### YOUR TASK
Reproduce the data below line by line, from its first line to the line with "One marker per instance, written like [(272, 391)].", both included, and nothing past that point.

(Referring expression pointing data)
- - - - -

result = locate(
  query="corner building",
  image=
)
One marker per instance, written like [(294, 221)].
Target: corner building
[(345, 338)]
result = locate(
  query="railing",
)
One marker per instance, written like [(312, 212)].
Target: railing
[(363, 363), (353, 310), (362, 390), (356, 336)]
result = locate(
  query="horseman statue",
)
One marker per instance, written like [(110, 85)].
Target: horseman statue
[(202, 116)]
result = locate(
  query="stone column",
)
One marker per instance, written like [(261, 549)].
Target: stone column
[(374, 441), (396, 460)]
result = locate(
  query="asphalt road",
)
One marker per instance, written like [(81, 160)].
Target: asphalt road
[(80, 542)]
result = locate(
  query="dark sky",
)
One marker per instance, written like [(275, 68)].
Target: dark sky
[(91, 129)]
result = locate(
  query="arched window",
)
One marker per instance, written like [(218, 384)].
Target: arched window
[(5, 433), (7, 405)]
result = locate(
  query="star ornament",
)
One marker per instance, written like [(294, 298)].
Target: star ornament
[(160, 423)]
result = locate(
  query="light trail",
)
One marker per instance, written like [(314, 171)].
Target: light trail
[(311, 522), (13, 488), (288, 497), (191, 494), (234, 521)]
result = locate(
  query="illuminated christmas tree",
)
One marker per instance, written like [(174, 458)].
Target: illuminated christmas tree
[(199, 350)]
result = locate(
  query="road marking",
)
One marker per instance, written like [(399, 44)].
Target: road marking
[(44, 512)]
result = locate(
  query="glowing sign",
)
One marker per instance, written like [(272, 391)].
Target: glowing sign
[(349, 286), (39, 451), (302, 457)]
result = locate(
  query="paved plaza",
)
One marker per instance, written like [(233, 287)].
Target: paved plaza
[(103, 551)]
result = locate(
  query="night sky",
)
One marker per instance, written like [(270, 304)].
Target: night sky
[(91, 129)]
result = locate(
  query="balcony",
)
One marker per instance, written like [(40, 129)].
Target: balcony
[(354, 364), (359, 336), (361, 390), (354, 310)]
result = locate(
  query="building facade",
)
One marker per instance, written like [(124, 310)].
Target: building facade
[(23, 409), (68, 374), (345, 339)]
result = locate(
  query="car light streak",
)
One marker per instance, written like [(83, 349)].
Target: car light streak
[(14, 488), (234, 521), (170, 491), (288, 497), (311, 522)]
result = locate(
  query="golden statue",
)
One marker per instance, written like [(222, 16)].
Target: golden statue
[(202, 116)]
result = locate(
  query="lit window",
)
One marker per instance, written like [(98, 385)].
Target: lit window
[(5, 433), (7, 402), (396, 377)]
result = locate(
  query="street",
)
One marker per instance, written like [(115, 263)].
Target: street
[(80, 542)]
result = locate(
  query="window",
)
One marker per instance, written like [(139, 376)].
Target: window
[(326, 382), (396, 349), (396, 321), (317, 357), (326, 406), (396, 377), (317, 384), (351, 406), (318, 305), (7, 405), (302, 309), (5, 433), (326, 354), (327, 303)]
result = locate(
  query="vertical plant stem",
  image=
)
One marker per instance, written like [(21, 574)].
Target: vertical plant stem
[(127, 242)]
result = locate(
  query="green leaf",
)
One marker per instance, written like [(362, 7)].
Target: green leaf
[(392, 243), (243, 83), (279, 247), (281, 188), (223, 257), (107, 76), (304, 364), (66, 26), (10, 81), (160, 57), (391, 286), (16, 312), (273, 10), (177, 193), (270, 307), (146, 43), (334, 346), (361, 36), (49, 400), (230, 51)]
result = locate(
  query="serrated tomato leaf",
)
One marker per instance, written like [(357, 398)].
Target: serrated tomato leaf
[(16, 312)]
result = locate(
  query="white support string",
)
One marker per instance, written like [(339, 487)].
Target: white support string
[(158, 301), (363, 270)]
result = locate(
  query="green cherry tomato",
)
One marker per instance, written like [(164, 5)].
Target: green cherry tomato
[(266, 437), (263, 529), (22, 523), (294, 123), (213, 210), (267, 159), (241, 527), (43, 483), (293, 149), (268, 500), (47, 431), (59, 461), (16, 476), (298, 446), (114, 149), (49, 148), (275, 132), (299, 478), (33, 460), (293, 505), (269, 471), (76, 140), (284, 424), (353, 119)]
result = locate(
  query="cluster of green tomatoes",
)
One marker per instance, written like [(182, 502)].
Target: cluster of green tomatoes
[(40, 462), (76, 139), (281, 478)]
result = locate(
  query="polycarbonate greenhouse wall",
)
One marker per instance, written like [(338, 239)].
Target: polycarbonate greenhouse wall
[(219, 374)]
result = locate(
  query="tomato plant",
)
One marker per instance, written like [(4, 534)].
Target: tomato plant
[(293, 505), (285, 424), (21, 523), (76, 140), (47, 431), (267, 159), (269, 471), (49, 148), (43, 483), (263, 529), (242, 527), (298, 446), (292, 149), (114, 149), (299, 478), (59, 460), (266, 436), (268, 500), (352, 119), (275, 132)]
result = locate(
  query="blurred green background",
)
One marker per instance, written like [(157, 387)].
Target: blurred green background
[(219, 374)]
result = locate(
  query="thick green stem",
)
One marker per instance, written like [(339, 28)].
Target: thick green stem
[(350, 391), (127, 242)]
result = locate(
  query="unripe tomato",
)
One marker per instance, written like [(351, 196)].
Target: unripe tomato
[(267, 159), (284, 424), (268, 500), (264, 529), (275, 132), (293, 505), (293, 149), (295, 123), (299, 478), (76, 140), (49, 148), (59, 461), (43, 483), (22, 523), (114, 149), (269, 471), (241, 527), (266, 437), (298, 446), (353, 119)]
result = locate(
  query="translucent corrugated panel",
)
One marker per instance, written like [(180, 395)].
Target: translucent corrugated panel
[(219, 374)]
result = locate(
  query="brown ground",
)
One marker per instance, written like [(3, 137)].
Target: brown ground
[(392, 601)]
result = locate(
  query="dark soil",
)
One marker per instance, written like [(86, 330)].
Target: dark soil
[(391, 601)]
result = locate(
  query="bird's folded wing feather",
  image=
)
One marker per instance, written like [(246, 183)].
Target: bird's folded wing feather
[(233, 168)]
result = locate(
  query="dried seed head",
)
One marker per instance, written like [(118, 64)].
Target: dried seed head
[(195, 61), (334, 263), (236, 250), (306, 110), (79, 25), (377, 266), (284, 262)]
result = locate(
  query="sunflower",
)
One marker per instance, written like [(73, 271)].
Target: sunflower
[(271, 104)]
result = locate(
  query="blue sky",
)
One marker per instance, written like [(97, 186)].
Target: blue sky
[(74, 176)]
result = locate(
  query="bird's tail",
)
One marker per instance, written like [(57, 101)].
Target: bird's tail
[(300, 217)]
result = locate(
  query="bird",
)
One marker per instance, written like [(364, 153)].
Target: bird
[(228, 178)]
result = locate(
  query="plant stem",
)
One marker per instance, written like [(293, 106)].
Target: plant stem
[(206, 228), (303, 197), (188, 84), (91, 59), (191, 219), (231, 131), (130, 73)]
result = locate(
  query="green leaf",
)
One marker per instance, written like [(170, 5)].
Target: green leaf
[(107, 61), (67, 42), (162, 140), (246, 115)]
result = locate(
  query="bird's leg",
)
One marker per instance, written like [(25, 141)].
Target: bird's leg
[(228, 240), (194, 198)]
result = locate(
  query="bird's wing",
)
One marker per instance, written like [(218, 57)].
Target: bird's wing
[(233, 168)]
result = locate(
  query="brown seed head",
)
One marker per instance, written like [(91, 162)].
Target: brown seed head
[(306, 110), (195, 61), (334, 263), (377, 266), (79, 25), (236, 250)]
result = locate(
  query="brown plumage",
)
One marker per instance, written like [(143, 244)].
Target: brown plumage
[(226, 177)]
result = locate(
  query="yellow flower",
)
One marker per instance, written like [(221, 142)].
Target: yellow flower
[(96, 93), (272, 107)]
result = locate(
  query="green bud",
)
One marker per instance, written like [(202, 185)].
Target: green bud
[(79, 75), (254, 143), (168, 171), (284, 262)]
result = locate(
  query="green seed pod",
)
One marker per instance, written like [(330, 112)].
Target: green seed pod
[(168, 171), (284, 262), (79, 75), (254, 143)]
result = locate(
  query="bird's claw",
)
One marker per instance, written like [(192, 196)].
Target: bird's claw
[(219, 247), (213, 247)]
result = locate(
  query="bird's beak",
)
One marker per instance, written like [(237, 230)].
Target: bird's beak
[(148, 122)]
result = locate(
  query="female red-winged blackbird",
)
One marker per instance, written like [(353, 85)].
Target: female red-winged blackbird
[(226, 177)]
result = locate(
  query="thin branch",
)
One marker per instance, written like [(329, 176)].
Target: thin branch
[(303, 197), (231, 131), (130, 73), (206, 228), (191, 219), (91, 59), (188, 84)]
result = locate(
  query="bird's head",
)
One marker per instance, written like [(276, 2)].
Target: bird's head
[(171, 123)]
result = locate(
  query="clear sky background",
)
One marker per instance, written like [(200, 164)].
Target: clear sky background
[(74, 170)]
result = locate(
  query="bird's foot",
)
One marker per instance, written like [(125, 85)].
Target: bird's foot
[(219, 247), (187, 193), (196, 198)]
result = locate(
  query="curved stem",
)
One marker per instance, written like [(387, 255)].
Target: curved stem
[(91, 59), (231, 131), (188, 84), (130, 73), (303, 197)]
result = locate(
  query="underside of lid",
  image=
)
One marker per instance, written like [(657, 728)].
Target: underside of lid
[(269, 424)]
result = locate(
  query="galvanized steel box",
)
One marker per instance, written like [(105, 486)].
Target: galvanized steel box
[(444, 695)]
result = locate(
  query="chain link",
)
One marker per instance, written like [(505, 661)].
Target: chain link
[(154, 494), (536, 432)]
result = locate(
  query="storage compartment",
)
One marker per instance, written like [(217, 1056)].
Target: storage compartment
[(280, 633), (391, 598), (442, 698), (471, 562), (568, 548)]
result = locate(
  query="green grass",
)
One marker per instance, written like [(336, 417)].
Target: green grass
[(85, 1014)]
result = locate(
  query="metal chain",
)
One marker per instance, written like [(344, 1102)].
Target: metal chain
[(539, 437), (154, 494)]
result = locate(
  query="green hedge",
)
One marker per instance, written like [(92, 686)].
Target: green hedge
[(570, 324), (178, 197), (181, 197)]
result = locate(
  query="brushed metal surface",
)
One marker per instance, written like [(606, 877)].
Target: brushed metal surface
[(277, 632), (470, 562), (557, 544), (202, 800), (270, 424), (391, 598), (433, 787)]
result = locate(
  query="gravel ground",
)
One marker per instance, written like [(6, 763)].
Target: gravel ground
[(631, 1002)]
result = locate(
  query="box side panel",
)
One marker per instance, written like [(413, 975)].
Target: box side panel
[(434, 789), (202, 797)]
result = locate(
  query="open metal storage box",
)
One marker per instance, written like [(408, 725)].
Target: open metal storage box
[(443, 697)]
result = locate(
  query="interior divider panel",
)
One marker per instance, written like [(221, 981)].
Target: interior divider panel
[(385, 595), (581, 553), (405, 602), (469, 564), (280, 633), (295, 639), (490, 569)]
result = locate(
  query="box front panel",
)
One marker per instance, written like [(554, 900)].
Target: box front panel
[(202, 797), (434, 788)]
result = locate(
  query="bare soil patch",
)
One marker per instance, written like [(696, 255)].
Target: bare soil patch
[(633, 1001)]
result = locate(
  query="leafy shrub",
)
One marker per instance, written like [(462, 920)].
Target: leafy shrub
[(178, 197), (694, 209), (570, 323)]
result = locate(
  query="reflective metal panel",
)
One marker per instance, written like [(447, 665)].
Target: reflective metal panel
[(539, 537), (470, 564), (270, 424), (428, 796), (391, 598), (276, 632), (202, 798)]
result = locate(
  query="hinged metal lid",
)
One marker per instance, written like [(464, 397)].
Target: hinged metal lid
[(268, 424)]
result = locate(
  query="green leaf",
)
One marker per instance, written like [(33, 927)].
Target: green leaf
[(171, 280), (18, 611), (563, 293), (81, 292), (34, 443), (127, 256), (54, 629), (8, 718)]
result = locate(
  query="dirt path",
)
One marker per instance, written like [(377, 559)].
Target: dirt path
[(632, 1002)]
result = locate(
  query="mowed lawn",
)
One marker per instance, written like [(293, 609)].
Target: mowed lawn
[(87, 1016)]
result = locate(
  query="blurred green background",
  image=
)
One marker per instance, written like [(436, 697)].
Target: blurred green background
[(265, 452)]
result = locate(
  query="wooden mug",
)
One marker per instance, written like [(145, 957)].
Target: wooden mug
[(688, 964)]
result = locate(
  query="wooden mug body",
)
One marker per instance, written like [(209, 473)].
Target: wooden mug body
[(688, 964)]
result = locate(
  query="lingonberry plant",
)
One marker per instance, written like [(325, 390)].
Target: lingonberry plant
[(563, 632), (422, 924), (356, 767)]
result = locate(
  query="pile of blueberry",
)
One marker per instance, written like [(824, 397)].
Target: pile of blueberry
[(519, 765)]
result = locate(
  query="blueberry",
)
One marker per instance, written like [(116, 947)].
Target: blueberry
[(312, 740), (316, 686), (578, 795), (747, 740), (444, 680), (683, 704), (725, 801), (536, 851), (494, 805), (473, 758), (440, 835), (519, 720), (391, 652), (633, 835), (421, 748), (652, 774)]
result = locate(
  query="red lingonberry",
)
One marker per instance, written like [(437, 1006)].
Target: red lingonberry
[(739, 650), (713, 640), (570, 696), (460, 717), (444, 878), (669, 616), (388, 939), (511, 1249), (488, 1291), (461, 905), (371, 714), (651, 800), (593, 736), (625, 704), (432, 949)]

- - - - -

### WRITTEN ANSWER
result = locate(
  query="corner building",
  image=
)
One marker per instance, written like [(294, 221)].
Target: corner building
[(345, 338)]
result = locate(
  query="railing",
)
One marker per instance, written like [(312, 212)].
Target: railing
[(363, 363), (353, 310), (362, 390), (356, 336)]
result = locate(
  query="horseman statue",
)
One marker per instance, written like [(110, 85)].
Target: horseman statue
[(202, 116)]
result = locate(
  query="stone column",
)
One marker per instance, written like [(261, 549)].
Target: stone column
[(374, 441), (396, 460)]
result = locate(
  query="asphalt road",
)
One marker per instance, written like [(81, 160)].
Target: asphalt road
[(80, 542)]
result = locate(
  query="dark sky",
)
One marker per instance, written like [(275, 68)].
Target: dark sky
[(91, 129)]
result = locate(
  query="arched window",
)
One marker per instance, written like [(218, 384)].
Target: arched window
[(5, 433), (7, 405)]
result = locate(
  query="star ornament",
)
One marker per instance, written like [(294, 298)].
Target: star ornament
[(160, 423)]
result = locate(
  query="light trail",
)
One marker per instance, written like [(314, 171)].
Target: light trail
[(311, 522), (13, 488), (288, 497), (191, 494), (234, 521)]
result = locate(
  query="illuminated christmas tree",
)
One marker per instance, written like [(174, 458)].
Target: illuminated christmas tree
[(199, 350)]
result = locate(
  query="road marking",
)
One marker per instance, written like [(399, 44)].
Target: road marking
[(44, 512)]
result = locate(
  query="glowing sign",
)
One marker per instance, written like [(272, 391)].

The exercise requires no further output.